GIVEN TASK: Please reproduce verbatim the lines of the listing below between the line holding "Excuse me, can you point out where the windshield" and the line holding "[1208,0,1400,142]", inclusive.

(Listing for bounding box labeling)
--

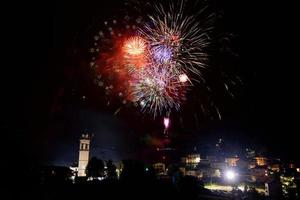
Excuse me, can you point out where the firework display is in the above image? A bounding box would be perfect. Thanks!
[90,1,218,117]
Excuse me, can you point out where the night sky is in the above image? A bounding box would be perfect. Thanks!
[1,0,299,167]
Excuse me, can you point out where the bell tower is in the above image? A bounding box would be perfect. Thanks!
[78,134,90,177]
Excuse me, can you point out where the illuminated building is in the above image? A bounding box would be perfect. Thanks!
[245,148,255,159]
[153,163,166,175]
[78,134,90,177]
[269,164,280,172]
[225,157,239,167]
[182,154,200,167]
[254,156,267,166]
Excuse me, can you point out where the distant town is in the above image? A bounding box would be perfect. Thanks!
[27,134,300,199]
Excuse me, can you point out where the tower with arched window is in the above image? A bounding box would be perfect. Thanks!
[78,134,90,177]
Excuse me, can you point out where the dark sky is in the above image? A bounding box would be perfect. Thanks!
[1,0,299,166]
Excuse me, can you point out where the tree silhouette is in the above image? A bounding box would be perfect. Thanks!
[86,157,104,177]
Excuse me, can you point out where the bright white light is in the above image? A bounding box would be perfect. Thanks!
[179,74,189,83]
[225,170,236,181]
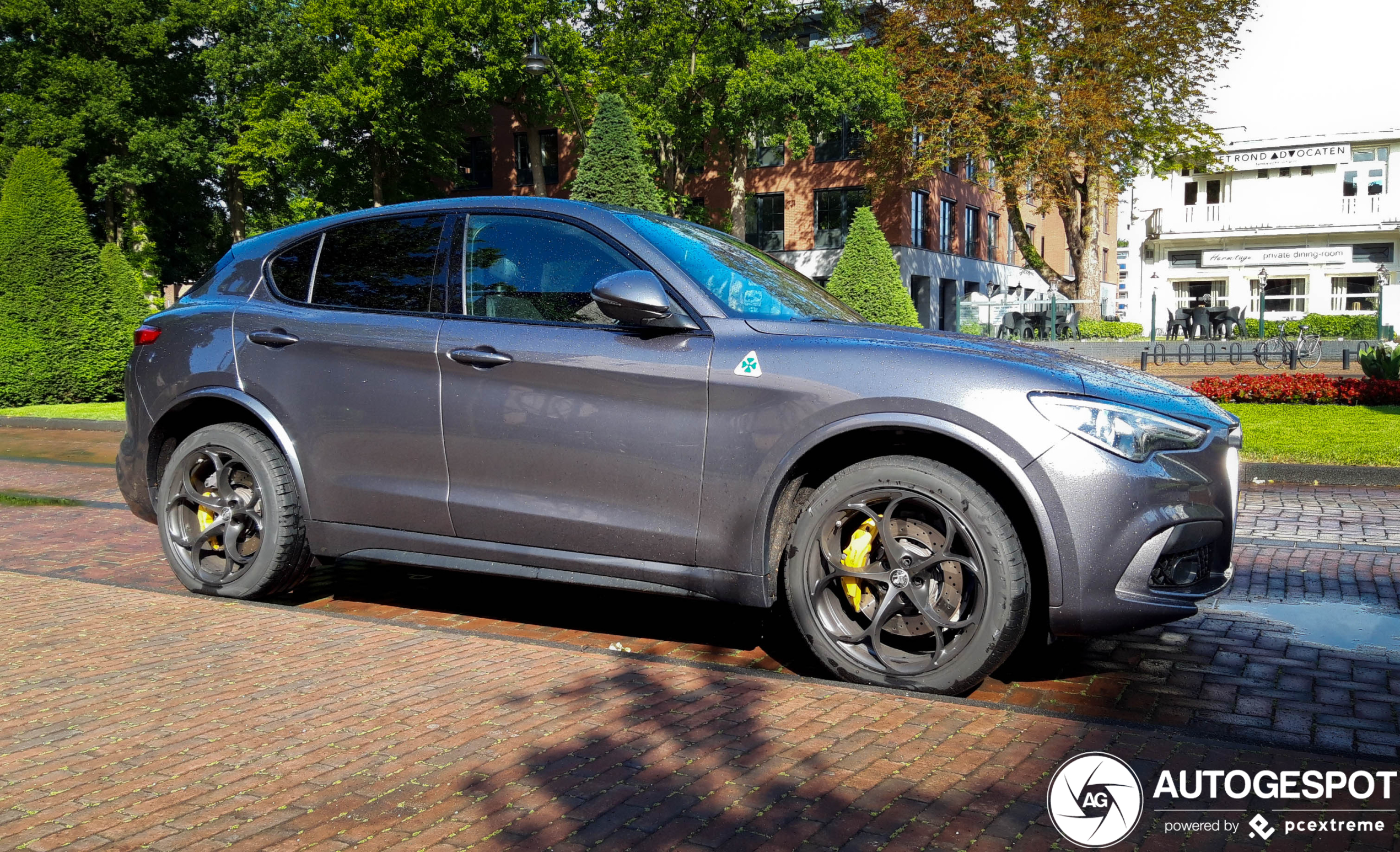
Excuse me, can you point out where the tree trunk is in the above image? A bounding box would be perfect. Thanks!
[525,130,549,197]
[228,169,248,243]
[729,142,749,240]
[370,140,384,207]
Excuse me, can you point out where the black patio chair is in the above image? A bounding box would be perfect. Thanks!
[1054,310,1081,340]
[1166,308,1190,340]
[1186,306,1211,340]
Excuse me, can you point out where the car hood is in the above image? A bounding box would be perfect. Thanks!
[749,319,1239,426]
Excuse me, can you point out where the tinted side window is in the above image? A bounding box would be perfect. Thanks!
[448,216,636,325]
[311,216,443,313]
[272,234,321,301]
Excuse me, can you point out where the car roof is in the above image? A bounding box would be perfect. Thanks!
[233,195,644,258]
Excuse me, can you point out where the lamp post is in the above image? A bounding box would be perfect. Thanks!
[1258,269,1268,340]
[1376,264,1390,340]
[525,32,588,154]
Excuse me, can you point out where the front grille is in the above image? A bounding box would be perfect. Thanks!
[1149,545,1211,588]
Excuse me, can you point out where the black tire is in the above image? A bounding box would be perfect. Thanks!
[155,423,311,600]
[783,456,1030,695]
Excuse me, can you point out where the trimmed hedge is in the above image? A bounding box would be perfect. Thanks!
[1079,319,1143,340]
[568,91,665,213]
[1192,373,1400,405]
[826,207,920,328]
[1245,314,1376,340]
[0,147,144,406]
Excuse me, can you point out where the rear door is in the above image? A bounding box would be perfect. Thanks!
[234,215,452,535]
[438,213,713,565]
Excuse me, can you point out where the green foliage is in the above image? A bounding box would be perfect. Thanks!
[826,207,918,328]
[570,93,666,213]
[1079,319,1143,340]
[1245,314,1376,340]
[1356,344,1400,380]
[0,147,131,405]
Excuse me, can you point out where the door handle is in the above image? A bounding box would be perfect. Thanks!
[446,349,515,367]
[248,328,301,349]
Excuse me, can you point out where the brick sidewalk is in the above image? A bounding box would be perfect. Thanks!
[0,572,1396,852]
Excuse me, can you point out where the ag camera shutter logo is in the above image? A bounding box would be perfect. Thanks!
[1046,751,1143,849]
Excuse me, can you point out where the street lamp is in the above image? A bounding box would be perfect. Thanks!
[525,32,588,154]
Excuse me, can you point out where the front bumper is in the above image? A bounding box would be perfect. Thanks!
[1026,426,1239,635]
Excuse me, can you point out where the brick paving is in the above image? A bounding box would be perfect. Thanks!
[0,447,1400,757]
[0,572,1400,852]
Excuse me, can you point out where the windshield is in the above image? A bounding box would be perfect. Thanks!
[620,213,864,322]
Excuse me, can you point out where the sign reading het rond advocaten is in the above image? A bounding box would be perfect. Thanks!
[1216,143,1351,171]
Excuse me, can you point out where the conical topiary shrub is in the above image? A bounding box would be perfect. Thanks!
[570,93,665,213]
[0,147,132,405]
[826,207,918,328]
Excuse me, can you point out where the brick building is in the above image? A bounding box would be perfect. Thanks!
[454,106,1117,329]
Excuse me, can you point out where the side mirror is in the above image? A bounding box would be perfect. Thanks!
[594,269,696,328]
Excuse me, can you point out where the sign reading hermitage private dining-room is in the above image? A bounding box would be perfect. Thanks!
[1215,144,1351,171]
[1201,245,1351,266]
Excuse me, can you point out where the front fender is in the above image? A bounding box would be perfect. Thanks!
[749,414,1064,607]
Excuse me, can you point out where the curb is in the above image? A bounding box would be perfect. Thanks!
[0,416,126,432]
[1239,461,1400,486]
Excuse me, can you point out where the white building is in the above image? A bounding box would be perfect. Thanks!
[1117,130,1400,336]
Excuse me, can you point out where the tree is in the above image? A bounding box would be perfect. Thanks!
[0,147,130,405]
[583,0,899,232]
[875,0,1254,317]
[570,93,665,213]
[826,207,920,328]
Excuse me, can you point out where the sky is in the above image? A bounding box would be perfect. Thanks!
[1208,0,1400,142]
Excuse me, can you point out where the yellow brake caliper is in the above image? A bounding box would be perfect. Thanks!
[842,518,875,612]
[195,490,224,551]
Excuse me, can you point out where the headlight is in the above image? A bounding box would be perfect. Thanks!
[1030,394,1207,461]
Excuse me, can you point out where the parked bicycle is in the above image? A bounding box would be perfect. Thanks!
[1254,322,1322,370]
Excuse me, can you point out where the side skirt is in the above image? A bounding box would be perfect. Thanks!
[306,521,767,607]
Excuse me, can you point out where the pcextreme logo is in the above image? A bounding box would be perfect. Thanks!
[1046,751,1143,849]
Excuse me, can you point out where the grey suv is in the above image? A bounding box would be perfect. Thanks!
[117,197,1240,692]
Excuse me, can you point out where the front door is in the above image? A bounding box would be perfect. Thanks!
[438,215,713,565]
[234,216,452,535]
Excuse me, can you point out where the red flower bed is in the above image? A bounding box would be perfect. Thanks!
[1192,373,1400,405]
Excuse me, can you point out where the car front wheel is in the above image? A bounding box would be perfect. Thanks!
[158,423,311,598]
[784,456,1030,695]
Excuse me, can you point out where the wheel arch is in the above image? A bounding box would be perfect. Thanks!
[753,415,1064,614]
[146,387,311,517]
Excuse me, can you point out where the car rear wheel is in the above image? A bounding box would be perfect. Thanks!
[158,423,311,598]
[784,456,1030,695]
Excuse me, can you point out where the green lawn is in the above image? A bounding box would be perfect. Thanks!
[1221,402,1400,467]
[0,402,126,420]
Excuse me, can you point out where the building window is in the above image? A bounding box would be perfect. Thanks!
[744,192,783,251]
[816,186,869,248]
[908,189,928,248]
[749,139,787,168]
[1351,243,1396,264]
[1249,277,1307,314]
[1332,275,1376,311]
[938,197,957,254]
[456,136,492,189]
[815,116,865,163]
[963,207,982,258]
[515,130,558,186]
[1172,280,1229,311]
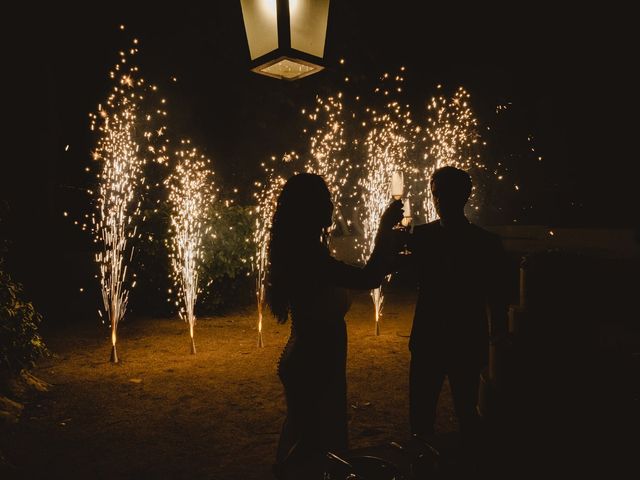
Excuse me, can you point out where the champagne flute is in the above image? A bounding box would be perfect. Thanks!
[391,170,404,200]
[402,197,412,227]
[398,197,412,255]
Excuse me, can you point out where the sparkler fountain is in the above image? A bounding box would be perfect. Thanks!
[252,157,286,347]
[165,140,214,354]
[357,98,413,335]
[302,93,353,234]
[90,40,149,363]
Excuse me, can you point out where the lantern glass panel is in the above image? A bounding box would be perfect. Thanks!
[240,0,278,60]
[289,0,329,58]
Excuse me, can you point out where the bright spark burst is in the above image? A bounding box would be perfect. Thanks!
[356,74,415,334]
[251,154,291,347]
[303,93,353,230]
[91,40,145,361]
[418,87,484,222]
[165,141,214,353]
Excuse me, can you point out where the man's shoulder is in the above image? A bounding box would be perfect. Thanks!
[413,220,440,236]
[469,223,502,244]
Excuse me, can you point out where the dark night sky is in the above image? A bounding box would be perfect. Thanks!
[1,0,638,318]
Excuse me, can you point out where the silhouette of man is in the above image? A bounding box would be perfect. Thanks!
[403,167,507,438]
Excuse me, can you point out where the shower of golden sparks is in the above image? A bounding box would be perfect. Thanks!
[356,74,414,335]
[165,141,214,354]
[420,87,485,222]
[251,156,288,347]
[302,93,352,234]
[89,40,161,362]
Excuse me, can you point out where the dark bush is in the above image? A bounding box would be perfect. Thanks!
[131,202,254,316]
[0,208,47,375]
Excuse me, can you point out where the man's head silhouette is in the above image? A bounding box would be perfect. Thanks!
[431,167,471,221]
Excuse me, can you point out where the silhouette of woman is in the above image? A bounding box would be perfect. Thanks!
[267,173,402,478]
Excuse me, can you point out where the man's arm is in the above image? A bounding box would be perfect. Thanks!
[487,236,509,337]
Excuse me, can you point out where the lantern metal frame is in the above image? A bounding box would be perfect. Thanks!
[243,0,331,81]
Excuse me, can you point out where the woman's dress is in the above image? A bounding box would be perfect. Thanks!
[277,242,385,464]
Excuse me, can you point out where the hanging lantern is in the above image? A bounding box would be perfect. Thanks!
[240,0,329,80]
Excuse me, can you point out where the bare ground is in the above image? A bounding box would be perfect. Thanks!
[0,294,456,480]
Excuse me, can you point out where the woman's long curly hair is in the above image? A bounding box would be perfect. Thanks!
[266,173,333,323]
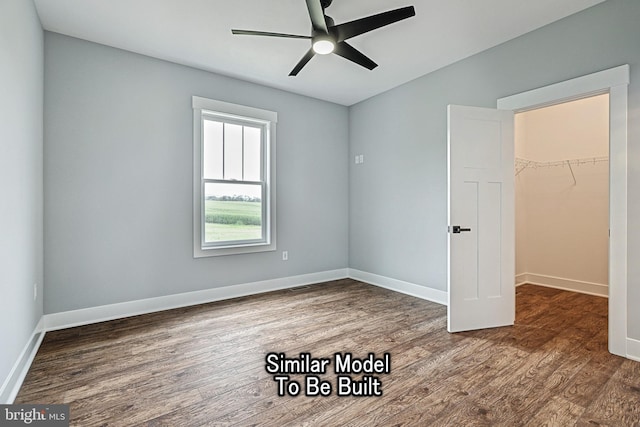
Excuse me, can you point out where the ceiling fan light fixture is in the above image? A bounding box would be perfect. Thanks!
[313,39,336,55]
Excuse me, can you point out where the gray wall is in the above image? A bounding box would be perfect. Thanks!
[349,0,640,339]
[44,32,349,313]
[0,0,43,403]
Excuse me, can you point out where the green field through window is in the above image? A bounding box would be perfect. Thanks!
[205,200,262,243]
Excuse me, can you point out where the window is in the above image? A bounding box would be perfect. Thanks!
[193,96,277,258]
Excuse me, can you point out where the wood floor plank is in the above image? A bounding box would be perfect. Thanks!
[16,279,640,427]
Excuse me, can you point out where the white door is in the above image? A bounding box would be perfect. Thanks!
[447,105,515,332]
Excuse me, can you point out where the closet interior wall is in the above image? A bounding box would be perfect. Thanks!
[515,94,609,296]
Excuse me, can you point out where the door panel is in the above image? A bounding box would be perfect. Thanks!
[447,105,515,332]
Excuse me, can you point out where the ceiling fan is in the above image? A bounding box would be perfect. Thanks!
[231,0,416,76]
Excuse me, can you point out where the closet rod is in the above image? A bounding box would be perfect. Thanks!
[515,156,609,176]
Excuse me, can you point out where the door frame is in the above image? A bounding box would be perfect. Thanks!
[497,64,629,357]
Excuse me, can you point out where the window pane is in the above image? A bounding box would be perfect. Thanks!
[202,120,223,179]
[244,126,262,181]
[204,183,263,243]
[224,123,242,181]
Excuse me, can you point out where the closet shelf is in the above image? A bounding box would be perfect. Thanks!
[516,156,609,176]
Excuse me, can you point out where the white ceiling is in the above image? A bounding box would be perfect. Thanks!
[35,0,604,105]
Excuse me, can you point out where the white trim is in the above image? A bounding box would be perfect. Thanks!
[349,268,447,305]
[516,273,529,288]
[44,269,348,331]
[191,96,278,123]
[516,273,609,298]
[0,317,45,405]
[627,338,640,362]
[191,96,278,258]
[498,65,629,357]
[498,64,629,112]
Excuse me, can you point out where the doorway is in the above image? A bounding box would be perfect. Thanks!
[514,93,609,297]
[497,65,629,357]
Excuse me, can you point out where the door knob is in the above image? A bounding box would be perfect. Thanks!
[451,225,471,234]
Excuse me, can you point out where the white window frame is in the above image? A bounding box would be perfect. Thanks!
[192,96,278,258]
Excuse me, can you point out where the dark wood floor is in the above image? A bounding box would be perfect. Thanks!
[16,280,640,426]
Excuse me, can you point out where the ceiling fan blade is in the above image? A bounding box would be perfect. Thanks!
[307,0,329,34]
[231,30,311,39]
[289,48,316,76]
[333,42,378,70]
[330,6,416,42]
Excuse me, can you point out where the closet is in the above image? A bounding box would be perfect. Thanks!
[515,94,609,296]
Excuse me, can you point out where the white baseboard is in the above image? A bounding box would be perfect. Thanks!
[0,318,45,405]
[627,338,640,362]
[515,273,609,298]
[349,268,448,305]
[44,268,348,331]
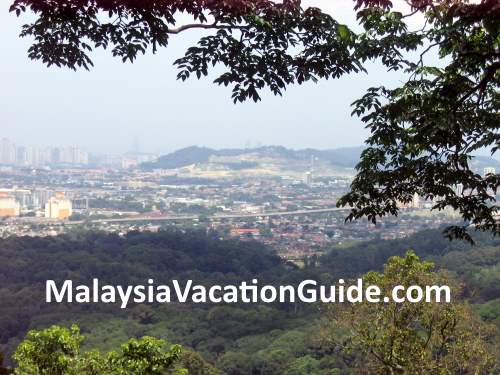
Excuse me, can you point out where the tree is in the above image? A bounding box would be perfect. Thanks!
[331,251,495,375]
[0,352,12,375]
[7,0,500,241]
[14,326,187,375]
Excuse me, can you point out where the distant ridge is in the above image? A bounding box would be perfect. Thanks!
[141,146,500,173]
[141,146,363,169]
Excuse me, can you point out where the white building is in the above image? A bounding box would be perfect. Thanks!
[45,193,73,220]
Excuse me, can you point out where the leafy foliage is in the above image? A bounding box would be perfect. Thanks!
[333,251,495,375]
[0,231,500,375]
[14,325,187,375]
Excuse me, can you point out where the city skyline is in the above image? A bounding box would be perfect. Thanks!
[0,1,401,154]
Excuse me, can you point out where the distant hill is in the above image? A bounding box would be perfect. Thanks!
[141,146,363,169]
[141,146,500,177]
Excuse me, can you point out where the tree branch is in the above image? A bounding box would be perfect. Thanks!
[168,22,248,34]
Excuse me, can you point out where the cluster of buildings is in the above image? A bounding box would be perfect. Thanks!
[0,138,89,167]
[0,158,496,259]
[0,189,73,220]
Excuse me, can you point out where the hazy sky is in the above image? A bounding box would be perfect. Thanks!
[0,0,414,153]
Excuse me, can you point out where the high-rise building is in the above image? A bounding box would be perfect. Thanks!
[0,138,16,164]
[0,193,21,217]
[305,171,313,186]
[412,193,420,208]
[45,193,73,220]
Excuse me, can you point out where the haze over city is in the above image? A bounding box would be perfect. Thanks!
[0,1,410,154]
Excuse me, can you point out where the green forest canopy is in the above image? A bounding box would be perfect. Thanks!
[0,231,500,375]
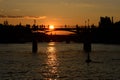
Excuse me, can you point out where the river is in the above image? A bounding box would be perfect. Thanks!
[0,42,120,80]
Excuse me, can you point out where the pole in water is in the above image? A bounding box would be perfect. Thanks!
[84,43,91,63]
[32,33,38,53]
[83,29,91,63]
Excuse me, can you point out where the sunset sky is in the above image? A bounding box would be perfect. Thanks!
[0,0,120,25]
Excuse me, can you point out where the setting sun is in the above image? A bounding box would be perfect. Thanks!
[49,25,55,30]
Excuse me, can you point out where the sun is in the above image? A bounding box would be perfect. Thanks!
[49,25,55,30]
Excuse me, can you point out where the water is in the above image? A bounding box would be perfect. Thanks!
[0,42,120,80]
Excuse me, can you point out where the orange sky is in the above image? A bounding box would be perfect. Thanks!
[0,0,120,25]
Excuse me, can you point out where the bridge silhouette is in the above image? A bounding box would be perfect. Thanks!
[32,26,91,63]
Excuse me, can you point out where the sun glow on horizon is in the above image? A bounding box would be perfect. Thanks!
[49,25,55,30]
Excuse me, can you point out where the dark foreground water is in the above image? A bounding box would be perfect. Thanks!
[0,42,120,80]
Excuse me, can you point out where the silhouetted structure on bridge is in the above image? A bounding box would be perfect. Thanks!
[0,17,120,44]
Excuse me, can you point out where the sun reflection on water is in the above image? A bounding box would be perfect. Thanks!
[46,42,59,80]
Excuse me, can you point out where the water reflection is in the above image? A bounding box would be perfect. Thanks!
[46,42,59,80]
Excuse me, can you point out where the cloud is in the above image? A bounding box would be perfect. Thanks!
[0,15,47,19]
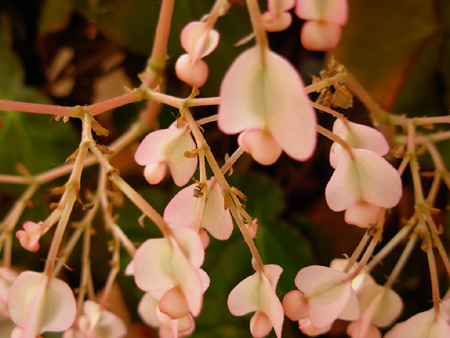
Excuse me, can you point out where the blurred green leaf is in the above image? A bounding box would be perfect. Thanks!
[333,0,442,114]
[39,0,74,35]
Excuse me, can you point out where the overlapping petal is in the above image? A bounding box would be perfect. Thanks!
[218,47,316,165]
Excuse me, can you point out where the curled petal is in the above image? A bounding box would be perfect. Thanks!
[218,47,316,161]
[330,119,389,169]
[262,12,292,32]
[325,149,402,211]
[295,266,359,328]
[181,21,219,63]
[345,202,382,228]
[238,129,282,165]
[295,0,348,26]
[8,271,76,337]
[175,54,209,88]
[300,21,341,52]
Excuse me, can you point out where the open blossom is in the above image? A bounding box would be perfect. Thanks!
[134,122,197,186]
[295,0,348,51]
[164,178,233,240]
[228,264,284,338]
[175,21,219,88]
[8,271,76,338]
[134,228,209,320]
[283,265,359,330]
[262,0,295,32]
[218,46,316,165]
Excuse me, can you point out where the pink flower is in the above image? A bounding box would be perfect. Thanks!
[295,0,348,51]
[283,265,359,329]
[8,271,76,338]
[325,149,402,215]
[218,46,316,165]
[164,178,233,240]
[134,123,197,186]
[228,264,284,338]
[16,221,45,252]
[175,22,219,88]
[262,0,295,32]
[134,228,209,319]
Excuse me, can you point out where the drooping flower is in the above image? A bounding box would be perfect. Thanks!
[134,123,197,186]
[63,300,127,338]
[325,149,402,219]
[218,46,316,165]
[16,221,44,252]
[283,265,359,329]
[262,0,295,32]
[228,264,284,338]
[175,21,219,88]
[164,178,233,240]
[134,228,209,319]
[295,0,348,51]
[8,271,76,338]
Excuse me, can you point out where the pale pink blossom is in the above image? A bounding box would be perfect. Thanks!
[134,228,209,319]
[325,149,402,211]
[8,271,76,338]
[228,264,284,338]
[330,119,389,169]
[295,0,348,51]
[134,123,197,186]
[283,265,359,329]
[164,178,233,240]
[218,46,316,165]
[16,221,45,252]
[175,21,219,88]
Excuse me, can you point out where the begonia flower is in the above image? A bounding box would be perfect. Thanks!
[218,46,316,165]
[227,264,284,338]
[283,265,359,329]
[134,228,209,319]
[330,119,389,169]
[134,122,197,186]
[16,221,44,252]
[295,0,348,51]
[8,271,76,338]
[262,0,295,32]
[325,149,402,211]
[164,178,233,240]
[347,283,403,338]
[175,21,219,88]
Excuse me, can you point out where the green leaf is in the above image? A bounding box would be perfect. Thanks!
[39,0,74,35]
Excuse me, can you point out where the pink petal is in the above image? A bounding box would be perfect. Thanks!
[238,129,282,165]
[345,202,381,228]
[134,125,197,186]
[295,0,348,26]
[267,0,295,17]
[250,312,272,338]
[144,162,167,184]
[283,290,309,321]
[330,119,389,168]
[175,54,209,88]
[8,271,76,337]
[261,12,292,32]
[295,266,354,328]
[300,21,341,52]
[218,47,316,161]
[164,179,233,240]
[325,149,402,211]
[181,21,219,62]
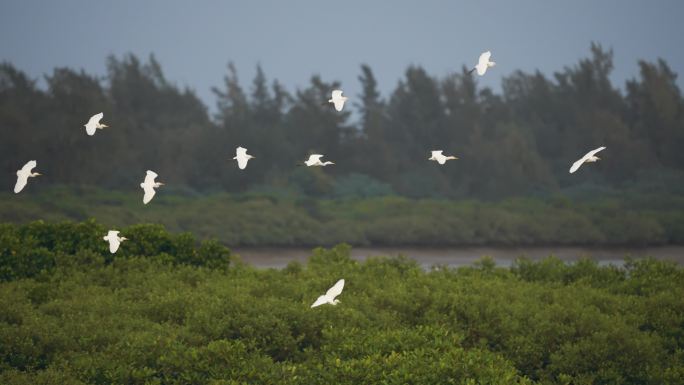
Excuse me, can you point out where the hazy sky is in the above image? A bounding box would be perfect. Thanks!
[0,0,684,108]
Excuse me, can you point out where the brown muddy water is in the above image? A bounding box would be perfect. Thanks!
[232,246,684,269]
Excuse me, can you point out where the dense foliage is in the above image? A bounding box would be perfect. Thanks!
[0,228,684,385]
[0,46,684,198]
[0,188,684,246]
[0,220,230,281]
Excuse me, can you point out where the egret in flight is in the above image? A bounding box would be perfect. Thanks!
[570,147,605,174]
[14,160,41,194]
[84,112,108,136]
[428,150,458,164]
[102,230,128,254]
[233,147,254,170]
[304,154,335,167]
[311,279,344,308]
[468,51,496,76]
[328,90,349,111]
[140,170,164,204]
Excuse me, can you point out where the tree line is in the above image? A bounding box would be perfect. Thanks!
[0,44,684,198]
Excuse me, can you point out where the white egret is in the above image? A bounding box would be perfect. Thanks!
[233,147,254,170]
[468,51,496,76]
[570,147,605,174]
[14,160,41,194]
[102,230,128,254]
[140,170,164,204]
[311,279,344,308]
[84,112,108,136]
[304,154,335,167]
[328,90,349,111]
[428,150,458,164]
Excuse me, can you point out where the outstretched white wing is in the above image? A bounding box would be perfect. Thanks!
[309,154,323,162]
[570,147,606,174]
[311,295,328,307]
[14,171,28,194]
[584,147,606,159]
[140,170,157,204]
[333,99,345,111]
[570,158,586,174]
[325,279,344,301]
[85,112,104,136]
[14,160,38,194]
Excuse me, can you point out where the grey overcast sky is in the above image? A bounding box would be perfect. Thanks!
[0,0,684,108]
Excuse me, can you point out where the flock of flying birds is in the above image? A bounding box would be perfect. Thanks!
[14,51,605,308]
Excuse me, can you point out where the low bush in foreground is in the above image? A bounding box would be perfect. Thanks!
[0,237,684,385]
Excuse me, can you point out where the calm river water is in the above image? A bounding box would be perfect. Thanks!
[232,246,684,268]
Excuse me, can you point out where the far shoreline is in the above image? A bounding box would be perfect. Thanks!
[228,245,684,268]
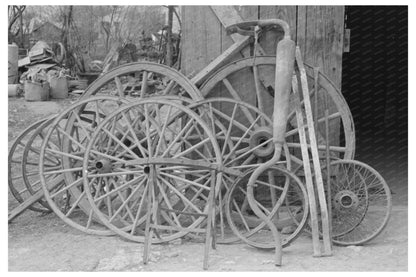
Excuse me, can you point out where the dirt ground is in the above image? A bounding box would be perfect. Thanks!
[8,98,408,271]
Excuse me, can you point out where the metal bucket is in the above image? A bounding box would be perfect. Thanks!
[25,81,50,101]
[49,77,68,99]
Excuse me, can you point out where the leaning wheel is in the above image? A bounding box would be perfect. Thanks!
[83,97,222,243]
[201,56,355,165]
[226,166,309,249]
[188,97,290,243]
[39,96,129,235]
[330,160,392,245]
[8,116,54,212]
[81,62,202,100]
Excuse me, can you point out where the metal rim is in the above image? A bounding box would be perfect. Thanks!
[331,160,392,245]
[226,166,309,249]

--

REPLY TO THE EXERCISE:
Excuse me, can you point out where the windshield is in the above image? A bounding box would be perfect. Thanks!
[620,213,864,322]
Excuse me, can you point out where the sign reading het rond advocaten is in the above image? A bounding box would be perfect. Thanks!
[1216,143,1351,171]
Excuse me, can you point out where the conical topiary shrub is in the above image? A bounding box would be perfect. Thanks!
[570,93,665,213]
[0,147,132,405]
[826,207,918,328]
Excuse me, can you point out where the brick building is in the above image? A bounding box would be perfect. Thanks!
[454,106,1117,329]
Excuse me, can you point out where the side mirror is in the above image? A bounding box would be perfect. Thanks!
[594,269,696,328]
Excuse me, can you point out where the sign reading hermitage private dining-room is in the above image? A bounding box would be perfect. Thanks!
[1215,144,1351,171]
[1201,245,1351,266]
Excuse me, can you point out where the front fender is in the above image? A bounding box would be perfect. Thanks!
[749,414,1064,607]
Excuse me, can you point out where the curb is in the above image? A bounding box would be perfect. Thanks!
[0,416,126,432]
[1239,461,1400,486]
Excuse me, can you point out where the white building is in the above image? A bounding box would be perfect. Thanks!
[1117,130,1400,336]
Excuse me, can you point out where the tree is in the above image? A bounding box would be perfect. Thanks!
[0,147,130,405]
[583,0,899,232]
[875,0,1254,317]
[570,93,665,213]
[826,207,920,328]
Excuse me, can you point out where the sky is in the above image? A bounding box would be perfect. Thanks!
[1208,0,1400,142]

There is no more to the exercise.